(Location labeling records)
((
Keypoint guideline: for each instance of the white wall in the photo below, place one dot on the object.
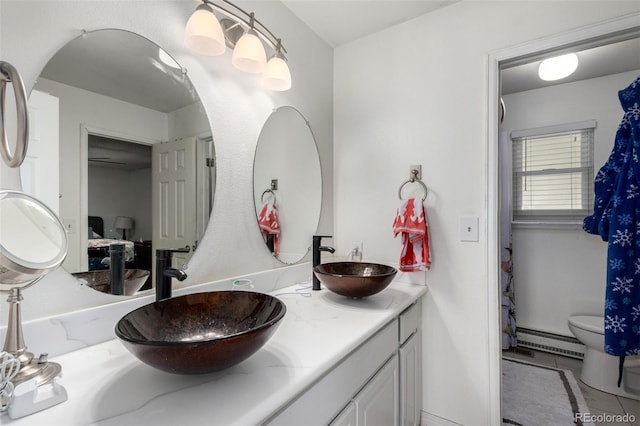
(417, 94)
(562, 272)
(235, 103)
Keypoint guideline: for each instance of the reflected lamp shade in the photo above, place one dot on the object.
(125, 223)
(277, 75)
(203, 33)
(249, 55)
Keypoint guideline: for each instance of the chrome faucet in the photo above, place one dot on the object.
(317, 248)
(164, 273)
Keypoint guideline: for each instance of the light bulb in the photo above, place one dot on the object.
(249, 55)
(559, 67)
(277, 75)
(203, 33)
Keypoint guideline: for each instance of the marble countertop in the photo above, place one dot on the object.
(109, 386)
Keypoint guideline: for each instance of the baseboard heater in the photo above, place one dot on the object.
(549, 342)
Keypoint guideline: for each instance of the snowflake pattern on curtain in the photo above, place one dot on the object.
(616, 219)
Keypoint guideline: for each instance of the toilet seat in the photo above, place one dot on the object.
(589, 323)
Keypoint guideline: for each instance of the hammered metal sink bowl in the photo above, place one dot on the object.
(202, 332)
(134, 279)
(355, 279)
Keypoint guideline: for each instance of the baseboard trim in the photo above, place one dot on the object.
(428, 419)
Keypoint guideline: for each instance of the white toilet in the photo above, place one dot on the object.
(599, 369)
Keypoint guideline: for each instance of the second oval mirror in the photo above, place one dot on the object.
(287, 184)
(120, 149)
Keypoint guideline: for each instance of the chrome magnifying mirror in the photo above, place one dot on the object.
(33, 242)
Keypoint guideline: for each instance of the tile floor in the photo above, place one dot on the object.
(597, 401)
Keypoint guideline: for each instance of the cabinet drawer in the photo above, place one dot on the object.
(409, 322)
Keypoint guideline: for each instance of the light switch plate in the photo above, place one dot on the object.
(469, 228)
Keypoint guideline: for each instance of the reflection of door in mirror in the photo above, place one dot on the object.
(39, 171)
(174, 192)
(150, 101)
(119, 186)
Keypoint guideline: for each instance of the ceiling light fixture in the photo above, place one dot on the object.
(205, 35)
(558, 67)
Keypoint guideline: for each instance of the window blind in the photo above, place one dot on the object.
(553, 176)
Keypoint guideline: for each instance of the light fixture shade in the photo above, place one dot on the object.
(249, 55)
(277, 75)
(203, 33)
(558, 67)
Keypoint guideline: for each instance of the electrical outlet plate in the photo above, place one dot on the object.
(469, 228)
(418, 168)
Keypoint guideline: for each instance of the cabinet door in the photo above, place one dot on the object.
(411, 381)
(347, 417)
(378, 403)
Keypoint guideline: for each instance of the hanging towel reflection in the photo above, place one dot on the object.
(270, 227)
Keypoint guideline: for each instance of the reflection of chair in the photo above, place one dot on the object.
(97, 224)
(97, 254)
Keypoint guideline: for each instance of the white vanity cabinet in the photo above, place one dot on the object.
(410, 357)
(377, 384)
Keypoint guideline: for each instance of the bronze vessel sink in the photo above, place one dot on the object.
(355, 279)
(202, 332)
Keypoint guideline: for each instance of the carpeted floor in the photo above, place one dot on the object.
(536, 395)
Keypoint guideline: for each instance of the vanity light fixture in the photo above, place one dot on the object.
(558, 67)
(205, 35)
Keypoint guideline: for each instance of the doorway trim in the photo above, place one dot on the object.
(598, 31)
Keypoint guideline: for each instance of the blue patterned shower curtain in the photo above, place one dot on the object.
(616, 219)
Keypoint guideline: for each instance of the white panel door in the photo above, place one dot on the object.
(40, 170)
(174, 197)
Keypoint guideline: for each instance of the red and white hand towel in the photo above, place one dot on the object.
(270, 227)
(411, 223)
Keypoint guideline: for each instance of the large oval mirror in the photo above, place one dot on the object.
(120, 148)
(287, 184)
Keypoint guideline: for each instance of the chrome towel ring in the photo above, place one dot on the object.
(268, 191)
(414, 178)
(8, 74)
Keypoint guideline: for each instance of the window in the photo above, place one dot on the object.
(553, 173)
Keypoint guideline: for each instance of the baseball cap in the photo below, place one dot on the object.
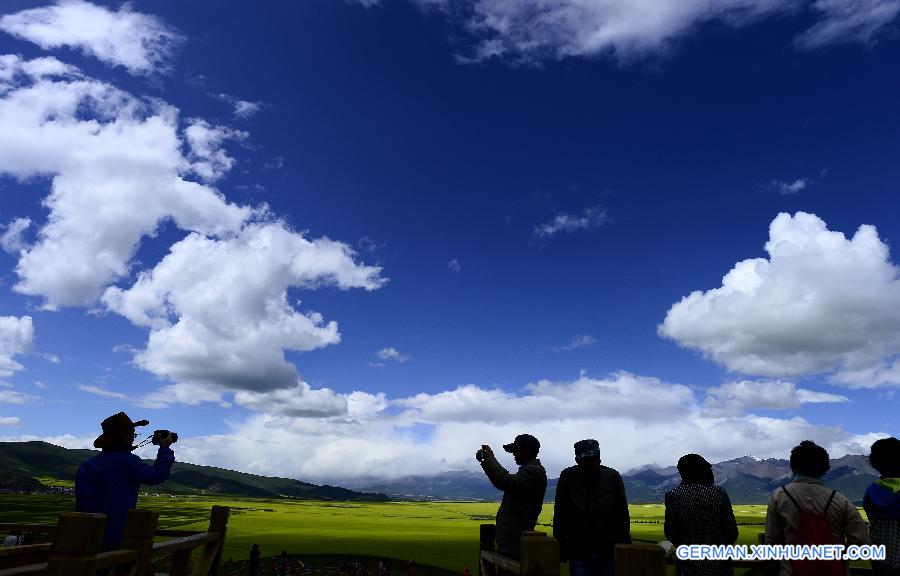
(586, 449)
(115, 425)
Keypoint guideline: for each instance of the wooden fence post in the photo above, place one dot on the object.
(79, 538)
(140, 527)
(643, 559)
(539, 555)
(218, 523)
(488, 535)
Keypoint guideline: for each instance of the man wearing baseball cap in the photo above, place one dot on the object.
(590, 513)
(523, 492)
(109, 482)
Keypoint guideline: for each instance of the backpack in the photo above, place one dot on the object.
(813, 528)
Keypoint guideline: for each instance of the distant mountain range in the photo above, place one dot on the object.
(747, 480)
(36, 466)
(33, 466)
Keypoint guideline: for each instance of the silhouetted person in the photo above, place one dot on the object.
(882, 504)
(523, 492)
(590, 514)
(254, 560)
(808, 498)
(109, 482)
(699, 512)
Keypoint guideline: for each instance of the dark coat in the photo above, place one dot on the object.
(700, 514)
(590, 515)
(523, 498)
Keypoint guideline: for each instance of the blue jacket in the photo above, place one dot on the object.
(108, 483)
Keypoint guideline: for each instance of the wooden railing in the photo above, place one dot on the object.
(78, 539)
(538, 556)
(651, 560)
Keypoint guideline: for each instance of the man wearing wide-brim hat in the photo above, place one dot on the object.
(523, 492)
(109, 482)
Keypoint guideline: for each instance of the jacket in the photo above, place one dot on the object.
(108, 483)
(782, 516)
(882, 505)
(590, 513)
(523, 498)
(700, 514)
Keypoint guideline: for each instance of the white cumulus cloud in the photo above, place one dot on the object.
(388, 440)
(820, 302)
(212, 322)
(12, 240)
(117, 168)
(141, 43)
(392, 354)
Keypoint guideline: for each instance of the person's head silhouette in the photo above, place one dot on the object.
(810, 460)
(694, 469)
(885, 457)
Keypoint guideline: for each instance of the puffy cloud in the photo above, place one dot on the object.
(117, 172)
(535, 30)
(441, 431)
(578, 341)
(299, 401)
(843, 21)
(391, 353)
(819, 302)
(245, 109)
(742, 396)
(211, 322)
(100, 391)
(140, 43)
(209, 160)
(16, 336)
(588, 218)
(620, 395)
(12, 240)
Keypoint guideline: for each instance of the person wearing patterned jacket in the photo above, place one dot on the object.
(699, 512)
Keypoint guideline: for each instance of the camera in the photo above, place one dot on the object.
(162, 434)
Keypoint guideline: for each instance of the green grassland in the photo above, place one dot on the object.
(440, 534)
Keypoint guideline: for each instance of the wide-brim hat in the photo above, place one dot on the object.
(114, 426)
(524, 441)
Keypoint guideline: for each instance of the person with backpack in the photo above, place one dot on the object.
(699, 512)
(807, 512)
(882, 505)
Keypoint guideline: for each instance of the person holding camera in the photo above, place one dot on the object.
(109, 482)
(523, 492)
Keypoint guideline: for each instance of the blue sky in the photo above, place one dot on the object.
(500, 205)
))
→ **DIRECTIONS FOR THIS TASK**:
Retype all of the location labeling records above word for word, leaving the pictures out of your copy.

→ **SOLUTION BELOW**:
Keypoint guideline: for each instance of the white wall in the photo below, place one dot on the object.
(417, 94)
(562, 272)
(235, 103)
Keypoint guideline: for each instance of the reflected lamp shade in the photo above, place one dot on the object.
(125, 223)
(277, 75)
(203, 33)
(249, 55)
Keypoint guideline: for each instance of the chrome faucet in the photo above, place one dot on the object.
(317, 248)
(164, 273)
Keypoint guideline: for each instance of the light bulb in the photo above, place one dot on the object.
(249, 55)
(559, 67)
(277, 75)
(203, 33)
Keypoint guideline: for each instance of the marble countertop in the photo above, place one dot on the object.
(109, 386)
Keypoint guideline: for each instance of the baseboard heater in the photo above, place one dot on the object.
(549, 342)
Keypoint guideline: for each instance of the snowflake pattern on curtain in the photo above, place one dot on the object.
(616, 219)
Keypoint guideline: for each instance of the toilet seat in the photo above, place one dot on the object.
(589, 323)
Keypoint guideline: for each instance of the hammered metal sink bowl in the photo above, place one dot on the object.
(202, 332)
(134, 279)
(355, 279)
Keypoint guideline: for each instance of the baseboard trim in the photo above, place one dot on the object.
(428, 419)
Keypoint guideline: for each instance of the white toilet in the photo above, place one dot on the object.
(599, 369)
Keypoint guideline: for each instance of the second oval mirror in the photo above, place one dot on the object.
(287, 184)
(120, 149)
Keypoint guideline: for each instance of the chrome magnifying mirror in the photo above, place one dot on the object.
(33, 242)
Keypoint guideline: for each instance of the tile floor in the photo above, place one dot on the object.
(597, 401)
Keypoint guideline: for each instance of the cabinet drawer in the photo above, place one dot on the object.
(409, 322)
Keypoint guideline: for each instance of the light switch plate in the photo above, place one dot on the object.
(469, 228)
Keypoint guideline: for each instance of the reflection of door in mirror in the photo above, place one dot on the object.
(39, 171)
(174, 192)
(150, 101)
(119, 186)
Keypoint guideline: for each instance of the ceiling light fixture in the photo above, place one dot on the object.
(205, 35)
(558, 67)
Keypoint guideline: for each instance of the window blind in the photo above, place one dot on the object.
(553, 176)
Keypoint guideline: for each instance of the light fixture shade in the photo above, place one dot on the object.
(249, 55)
(277, 75)
(203, 33)
(558, 67)
Keypoint guideline: for each instance of the electrical outlet plate in the photo above, place one dot on the object.
(469, 228)
(418, 168)
Keypoint guideline: for each instance of the cabinet door in the photo above, place one dot on the object.
(411, 381)
(347, 417)
(378, 403)
Keypoint guideline: for each instance of the hanging towel reflection in the photo above, place one dot on the object.
(270, 227)
Keypoint guideline: for each instance of the reflection of chair in the photo above, place one dot on the object.
(97, 224)
(97, 254)
Keypoint guideline: for each instance of the white vanity cabinet in the photo above, place one dot on the object.
(410, 357)
(377, 384)
Keypoint guideline: for each instance of the bronze vessel sink in the photo above, place one dot on the object.
(355, 279)
(202, 332)
Keypoint guideline: for each instance of the carpeted floor in the photo above, place one dot on the object.
(536, 395)
Keypoint guideline: for each instance of the vanity light fixture in the photo above, place one dot on the object.
(558, 67)
(205, 35)
Keypoint guideline: for each instance of the doorway trim in the photo above, place one dot on the object.
(598, 31)
Keypoint guideline: for each instance of the blue patterned shower curtain in the photo above, place one dot on the object.
(616, 219)
Keypoint guideline: for each instance of the white panel door in the photo above, place one dot on the object.
(40, 170)
(174, 197)
Keypoint guideline: for each instance of the red and white hand towel in the photo above, place one dot on the object.
(270, 227)
(411, 223)
Keypoint guideline: for each instance of the large oval mirror in the photo above, place one dot on the object.
(120, 148)
(287, 184)
Keypoint guideline: for each instance of the chrome towel ring in the photo above, place one dot on the object.
(268, 191)
(414, 178)
(8, 74)
Keypoint guideline: for each instance of the window in the photo above, place one dot on the object.
(553, 173)
Keypoint guideline: for each instance of the baseball cap in the photo below, place one dot on the object.
(586, 449)
(115, 425)
Keypoint guideline: for each instance of the wooden fence post in the photo above, place one dot on the object.
(79, 538)
(140, 527)
(643, 559)
(539, 555)
(218, 523)
(488, 535)
Keypoint guideline: for each instance of the man wearing baseball cap in the photo above, place one dot on the object.
(590, 513)
(523, 492)
(109, 482)
Keypoint guideline: for each instance of the backpack in the photo above, place one dot on the object.
(813, 528)
Keypoint guideline: for each instance of the distant mountain range in the photo above, place one dot on the object.
(747, 480)
(36, 466)
(33, 466)
Keypoint guideline: for each instance of the silhouetted person in the photo above, place one dot on the object.
(882, 504)
(523, 492)
(590, 514)
(254, 560)
(808, 498)
(109, 482)
(699, 512)
Keypoint guideline: for each instance of the dark coat in the photo above, place one dot on the object.
(700, 514)
(590, 515)
(523, 498)
Keypoint guideline: for each instance of the blue jacket in the photo above, place one dot on the object.
(108, 483)
Keypoint guideline: for each instance of the wooden railing in the photo above, place one dot on the object.
(78, 539)
(538, 556)
(651, 560)
Keypoint guideline: for each instance of the man wearing wide-brim hat in the photo above, place one dot on the object.
(523, 492)
(109, 482)
Keypoint guideline: for each instance of the jacket in the photo above, place one dot on the object.
(108, 483)
(782, 516)
(882, 505)
(590, 513)
(523, 498)
(700, 514)
Keypoint guideline: for each instance of the white cumulus cloud in the photo above, place one dot on the object.
(388, 440)
(820, 302)
(212, 322)
(12, 240)
(117, 168)
(141, 43)
(392, 354)
Keypoint guideline: for each instance of the person's head silhouette in the photo above, place one dot on the object.
(810, 460)
(694, 469)
(885, 457)
Keypoint guideline: for each instance of the puffy cloud in the photo above, place one dot on the object.
(117, 172)
(535, 30)
(441, 431)
(578, 341)
(299, 401)
(843, 21)
(391, 353)
(819, 302)
(245, 109)
(742, 396)
(211, 322)
(100, 391)
(140, 43)
(209, 160)
(16, 336)
(588, 218)
(620, 395)
(12, 240)
Keypoint guideline: for each instance of the person wearing patterned jacket in the photo above, place one dot on the object.
(699, 512)
Keypoint guideline: for each instance of the camera in the photo above, place one dot on the object.
(162, 434)
Keypoint guideline: for each instance of the green grassland in the photo above, place one dot on the object.
(440, 534)
Keypoint guideline: for each instance of the wide-brim hat in the photo above, place one dot on the object.
(114, 426)
(524, 441)
Keypoint guideline: for each instance of the person with backpack in the photo above, place one dot on the object.
(699, 512)
(807, 512)
(882, 505)
Keypoint guideline: for each instance of the person holding camera in the photo above, place one dot on the object.
(109, 482)
(523, 492)
Keypoint guideline: for each instance of the blue sky in the photo above, place one dot on the object.
(500, 205)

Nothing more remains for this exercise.